- **Exercise set**
1. Using the passage on customer experience and design, decide whether each statement agrees with it. Answer yes or no and quote the words of the passage that decide it. (a) A premium airline focused on the first 2 minutes of the experience. (b) At the private hospital provider, potential customers decided on treatment while talking with the consultant. (c) Three reasons stand out for why organisations struggle to put the customer experience at the heart of the design.
2. Render this sentence from the passage on customer experience and design into Spanish: "The organisation then sought to put the same investment into the waiting room as it had in the contact centre and consulting rooms."

- **Provided passage**
Customer experience and design: why it isn’t easy

 

Putting the customer experience at the heart of the design isn’t always easy

There are many reasons why organisations find it difficult to put the customer experience at the heart of the design, but in our experience three reasons stand out; recurring themes that we hear time and again.  

Identifying Value. Many organisations are unable to identify what customers really value and convert that into language operators and design teams can understand and use.  Too often projects follow the usual flow of tasks like customer journey mapping or customer insight analysis, but then fail to convert that into something useful.  Furthermore, to recognise that the first and last parts of the experience are the most important.  For example, one supermarket we worked with focused on the first 10 metres, a visitor attraction the first 100 metres and a premium airline the first 2 minutes.  We worked with a private hospital provider to highlight that it was whilst talking with other patients in the waiting room that potential customers decided whether to have treatment; not with the consultant or in the contact centre.  This is because the organisation assumed what customers wanted, but didn’t take the time to find out and know what they wanted.  The organisation then sought to put the same investment into the waiting room as it had in the contact centre and consulting rooms.

- **Recorded data**
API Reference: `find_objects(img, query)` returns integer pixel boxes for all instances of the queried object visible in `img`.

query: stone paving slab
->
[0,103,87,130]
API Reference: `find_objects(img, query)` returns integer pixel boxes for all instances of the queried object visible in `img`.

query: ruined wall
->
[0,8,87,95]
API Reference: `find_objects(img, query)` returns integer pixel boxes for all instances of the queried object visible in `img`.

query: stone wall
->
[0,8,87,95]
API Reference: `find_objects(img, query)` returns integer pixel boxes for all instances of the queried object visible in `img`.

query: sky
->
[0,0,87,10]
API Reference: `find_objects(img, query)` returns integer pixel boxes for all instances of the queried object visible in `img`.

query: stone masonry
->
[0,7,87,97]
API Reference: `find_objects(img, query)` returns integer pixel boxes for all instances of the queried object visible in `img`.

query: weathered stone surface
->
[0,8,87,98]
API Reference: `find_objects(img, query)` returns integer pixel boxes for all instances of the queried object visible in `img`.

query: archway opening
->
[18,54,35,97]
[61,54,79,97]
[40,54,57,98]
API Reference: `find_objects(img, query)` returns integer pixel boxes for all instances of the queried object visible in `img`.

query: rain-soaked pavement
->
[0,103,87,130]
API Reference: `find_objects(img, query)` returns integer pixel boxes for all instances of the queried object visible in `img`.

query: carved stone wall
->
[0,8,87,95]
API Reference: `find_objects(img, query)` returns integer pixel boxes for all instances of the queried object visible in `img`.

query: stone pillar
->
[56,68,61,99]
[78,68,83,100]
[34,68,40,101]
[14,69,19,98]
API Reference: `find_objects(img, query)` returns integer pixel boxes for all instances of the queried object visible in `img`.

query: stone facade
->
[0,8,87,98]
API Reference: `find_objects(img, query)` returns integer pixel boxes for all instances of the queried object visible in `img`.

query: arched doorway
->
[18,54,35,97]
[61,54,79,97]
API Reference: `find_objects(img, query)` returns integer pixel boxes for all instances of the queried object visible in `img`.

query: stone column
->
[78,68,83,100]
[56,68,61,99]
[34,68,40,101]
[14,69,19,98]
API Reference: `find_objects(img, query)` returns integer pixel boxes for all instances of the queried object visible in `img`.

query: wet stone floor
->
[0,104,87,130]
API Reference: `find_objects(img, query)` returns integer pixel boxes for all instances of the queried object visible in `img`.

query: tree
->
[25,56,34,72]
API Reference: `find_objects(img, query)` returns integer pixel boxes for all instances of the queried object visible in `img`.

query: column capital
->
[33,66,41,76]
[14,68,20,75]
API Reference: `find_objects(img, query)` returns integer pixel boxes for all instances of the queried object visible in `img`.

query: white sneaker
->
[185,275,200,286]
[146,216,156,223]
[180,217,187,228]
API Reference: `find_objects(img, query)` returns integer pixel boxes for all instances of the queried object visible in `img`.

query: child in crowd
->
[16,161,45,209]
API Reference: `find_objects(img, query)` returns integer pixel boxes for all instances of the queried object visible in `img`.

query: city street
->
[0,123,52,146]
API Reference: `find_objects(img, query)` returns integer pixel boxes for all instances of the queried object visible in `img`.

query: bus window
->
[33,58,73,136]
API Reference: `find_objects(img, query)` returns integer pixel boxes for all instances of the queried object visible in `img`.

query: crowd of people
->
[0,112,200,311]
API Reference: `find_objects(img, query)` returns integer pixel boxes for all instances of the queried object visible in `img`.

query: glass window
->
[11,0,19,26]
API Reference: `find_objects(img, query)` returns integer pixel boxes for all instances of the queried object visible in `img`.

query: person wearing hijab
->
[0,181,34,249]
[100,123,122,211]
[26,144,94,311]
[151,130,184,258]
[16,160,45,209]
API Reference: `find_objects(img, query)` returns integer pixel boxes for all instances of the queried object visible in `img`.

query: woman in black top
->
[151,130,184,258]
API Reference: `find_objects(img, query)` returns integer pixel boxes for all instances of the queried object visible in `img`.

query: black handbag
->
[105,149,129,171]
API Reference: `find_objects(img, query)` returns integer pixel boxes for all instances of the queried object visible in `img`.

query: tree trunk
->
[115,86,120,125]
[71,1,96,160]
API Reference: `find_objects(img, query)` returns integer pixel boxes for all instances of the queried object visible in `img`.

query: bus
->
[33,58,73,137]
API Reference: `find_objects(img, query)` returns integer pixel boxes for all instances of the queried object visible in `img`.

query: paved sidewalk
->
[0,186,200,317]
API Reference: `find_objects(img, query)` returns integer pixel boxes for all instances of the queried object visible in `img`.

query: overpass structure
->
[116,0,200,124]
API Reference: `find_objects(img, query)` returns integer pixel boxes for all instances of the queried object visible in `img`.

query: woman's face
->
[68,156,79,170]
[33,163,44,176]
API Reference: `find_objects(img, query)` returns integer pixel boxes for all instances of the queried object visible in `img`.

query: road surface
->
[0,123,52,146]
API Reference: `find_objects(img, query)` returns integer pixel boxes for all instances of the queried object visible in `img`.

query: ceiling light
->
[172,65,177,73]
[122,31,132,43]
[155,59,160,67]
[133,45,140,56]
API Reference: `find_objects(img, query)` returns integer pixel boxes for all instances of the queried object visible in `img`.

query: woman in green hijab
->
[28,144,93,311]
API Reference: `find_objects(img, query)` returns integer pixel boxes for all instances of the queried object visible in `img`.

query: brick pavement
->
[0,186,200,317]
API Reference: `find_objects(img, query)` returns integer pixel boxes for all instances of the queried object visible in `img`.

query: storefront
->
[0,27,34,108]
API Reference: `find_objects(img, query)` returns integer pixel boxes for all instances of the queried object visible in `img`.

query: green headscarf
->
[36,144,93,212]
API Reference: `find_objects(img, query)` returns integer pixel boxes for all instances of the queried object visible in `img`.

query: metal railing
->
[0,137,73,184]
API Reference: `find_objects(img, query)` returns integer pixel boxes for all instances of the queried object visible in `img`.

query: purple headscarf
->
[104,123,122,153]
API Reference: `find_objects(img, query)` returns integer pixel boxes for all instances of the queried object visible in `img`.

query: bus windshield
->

- **Solutions to each task**
1.
(a) Yes: "a premium airline the first 2 minutes"
(b) No: "it was whilst talking with other patients in the waiting room that potential customers decided whether to have treatment; not with the consultant or in the contact centre"
(c) Yes: "in our experience three reasons stand out"

2. La organización procuró entonces destinar a la sala de espera la misma inversión que había hecho en el centro de contacto y en las salas de consulta.